Copy out the items from the line containing "Where can the car" to the line containing "point(407, 145)", both included, exactly as they appear.

**Data for processing**
◆ ◆ ◆

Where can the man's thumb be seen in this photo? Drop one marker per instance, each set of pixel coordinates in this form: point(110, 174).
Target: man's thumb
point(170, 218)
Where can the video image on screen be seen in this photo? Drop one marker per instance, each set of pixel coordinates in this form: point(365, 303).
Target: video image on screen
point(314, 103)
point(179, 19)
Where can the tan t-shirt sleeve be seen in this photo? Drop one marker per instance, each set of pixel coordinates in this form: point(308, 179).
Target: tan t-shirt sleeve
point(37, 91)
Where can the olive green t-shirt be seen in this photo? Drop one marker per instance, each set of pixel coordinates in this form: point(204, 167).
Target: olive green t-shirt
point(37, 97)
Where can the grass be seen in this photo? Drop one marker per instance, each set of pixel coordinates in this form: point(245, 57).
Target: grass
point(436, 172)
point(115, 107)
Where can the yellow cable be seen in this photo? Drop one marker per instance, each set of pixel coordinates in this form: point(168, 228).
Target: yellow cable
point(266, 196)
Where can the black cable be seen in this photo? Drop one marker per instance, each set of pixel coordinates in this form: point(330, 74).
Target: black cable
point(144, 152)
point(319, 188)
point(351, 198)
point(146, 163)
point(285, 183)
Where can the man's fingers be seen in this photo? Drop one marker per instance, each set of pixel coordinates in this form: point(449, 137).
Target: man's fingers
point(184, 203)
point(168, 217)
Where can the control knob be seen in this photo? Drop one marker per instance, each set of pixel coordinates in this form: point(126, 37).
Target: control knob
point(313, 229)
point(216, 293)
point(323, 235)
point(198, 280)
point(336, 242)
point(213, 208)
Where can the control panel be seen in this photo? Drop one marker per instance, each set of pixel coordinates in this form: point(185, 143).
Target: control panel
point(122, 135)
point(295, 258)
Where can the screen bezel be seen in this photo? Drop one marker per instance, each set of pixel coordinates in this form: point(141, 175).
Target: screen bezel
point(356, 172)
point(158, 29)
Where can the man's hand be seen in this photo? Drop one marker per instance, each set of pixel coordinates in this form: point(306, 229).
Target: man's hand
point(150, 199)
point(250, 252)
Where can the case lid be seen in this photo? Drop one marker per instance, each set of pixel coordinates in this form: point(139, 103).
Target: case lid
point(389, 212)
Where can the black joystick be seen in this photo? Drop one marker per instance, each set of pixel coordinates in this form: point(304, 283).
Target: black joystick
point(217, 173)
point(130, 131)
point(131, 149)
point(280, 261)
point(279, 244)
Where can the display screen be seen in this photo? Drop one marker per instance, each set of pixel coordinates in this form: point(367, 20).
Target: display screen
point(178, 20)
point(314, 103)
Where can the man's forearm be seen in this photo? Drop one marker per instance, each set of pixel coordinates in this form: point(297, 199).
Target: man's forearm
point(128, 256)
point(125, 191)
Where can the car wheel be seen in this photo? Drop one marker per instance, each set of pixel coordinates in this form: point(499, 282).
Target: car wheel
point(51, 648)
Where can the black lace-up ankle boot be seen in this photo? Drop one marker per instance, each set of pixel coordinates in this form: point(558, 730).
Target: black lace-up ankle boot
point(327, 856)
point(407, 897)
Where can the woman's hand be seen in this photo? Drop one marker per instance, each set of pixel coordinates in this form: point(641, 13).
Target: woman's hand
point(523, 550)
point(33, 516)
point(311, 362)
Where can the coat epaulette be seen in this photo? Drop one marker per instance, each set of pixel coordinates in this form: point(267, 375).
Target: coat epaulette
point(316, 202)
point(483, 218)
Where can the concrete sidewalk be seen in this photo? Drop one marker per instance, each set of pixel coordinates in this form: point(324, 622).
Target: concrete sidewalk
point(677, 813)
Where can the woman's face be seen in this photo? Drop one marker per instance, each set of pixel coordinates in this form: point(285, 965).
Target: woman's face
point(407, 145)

◆ ◆ ◆

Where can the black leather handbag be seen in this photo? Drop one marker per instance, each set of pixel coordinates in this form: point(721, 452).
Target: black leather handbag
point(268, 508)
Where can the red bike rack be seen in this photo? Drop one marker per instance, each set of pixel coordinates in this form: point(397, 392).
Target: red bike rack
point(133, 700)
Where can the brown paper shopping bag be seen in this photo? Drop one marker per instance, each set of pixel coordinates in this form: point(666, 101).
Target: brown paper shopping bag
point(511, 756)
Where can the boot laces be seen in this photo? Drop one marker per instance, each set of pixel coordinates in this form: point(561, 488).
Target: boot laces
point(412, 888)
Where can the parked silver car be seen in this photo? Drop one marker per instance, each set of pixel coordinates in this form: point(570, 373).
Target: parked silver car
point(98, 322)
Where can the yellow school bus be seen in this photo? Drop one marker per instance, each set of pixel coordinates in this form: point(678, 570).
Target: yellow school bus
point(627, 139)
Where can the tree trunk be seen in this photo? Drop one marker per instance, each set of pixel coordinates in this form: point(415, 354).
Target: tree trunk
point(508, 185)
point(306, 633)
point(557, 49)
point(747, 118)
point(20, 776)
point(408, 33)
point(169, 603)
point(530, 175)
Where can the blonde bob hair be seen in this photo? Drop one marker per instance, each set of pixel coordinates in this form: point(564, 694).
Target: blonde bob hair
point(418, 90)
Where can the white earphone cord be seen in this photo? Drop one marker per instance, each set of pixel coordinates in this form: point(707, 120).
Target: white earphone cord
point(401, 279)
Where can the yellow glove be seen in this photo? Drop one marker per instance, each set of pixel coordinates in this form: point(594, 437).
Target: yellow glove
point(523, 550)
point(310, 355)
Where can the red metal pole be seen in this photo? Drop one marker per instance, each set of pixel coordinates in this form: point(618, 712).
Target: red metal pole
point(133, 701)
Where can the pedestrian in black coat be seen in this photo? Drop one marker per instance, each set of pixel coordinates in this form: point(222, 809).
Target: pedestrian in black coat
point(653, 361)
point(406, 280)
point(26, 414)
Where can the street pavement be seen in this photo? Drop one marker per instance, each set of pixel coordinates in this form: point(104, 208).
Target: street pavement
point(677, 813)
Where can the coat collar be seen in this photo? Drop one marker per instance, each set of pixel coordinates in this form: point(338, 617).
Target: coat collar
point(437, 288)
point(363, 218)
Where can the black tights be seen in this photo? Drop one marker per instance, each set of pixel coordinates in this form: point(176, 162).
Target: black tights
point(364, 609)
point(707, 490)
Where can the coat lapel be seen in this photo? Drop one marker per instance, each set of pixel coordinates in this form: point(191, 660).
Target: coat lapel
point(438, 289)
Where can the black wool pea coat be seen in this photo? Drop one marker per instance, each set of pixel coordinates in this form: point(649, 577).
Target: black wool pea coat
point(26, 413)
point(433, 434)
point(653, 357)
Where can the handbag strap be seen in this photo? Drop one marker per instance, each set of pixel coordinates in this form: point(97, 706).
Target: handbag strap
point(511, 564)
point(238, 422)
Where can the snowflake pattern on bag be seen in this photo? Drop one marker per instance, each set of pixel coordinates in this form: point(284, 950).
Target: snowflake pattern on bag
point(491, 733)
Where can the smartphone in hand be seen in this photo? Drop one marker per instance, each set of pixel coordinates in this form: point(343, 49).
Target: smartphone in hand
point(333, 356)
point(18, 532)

◆ ◆ ◆

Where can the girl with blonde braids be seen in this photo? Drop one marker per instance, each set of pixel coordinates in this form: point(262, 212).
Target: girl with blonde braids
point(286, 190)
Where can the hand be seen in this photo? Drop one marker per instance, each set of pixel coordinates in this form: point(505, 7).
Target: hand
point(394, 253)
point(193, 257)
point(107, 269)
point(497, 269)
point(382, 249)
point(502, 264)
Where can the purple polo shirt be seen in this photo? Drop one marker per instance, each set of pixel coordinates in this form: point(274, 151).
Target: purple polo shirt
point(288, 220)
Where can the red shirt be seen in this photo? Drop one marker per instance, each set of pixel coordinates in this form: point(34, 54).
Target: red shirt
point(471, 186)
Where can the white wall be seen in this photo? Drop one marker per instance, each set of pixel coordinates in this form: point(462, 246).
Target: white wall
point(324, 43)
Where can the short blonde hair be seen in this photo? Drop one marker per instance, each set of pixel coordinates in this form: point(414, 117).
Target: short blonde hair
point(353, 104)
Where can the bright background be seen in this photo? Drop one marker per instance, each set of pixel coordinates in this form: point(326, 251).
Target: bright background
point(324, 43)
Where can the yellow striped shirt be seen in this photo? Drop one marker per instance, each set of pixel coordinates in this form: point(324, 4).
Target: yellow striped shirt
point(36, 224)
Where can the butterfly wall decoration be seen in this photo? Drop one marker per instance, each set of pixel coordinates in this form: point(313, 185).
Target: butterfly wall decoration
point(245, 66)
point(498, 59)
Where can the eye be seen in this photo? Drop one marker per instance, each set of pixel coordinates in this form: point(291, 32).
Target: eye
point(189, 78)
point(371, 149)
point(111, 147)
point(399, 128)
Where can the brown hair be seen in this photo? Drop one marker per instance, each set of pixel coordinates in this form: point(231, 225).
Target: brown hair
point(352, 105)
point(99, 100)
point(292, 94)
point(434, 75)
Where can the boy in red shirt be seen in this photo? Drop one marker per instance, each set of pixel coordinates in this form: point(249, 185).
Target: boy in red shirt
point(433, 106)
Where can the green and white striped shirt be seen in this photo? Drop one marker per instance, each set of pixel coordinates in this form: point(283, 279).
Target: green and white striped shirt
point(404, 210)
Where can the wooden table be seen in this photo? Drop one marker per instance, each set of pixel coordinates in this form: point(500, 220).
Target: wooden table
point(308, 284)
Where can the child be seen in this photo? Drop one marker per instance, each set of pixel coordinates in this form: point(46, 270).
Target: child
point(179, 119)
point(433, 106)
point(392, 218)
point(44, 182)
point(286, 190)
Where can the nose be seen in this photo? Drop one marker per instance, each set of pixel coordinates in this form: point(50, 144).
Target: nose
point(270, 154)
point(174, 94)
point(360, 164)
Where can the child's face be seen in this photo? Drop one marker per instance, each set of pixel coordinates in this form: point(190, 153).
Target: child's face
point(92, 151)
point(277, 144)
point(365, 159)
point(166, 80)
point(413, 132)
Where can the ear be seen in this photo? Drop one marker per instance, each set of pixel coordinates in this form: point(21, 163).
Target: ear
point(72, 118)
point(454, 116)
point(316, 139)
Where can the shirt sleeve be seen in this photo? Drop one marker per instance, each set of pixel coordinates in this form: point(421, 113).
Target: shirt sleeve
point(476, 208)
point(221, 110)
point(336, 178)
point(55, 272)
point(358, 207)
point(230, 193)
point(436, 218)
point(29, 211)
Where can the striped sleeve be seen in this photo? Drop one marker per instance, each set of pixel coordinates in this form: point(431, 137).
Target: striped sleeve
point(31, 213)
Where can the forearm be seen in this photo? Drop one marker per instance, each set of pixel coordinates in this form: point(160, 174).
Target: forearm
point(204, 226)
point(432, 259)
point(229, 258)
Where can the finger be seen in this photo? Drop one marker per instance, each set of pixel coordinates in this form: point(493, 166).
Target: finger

◆ ◆ ◆

**Task answer**
Where can the car wheel be seen in this photo? Drop one marker per instance, each set of pixel coordinates in this form: point(499, 282).
Target: car wheel
point(51, 648)
Where can the black lace-up ankle boot be seen in this photo? Drop one marker per instance, each set of pixel coordinates in this form: point(558, 730).
Target: black lace-up ankle boot
point(327, 856)
point(407, 897)
Where can the woman's hand be seen in this photo? Drop one marker per instance, each set of pixel coordinates in this form: point(641, 13).
Target: woman's hand
point(523, 550)
point(33, 516)
point(311, 362)
Where can the coat epaulette be seen in this photo? Drop one marker per instance, each set of pixel coordinates in this form: point(267, 375).
Target: coat epaulette
point(316, 202)
point(483, 218)
Where can the concrete sidewalk be seen in this photo? Drop one marker per instance, each set of pixel coordinates in this form: point(324, 622).
Target: concrete sidewalk
point(677, 813)
Where can the woman's face be seen in this photo? Drop one marker per instance, each set of pixel coordinates in this form: point(285, 965).
Target: woman's face
point(407, 145)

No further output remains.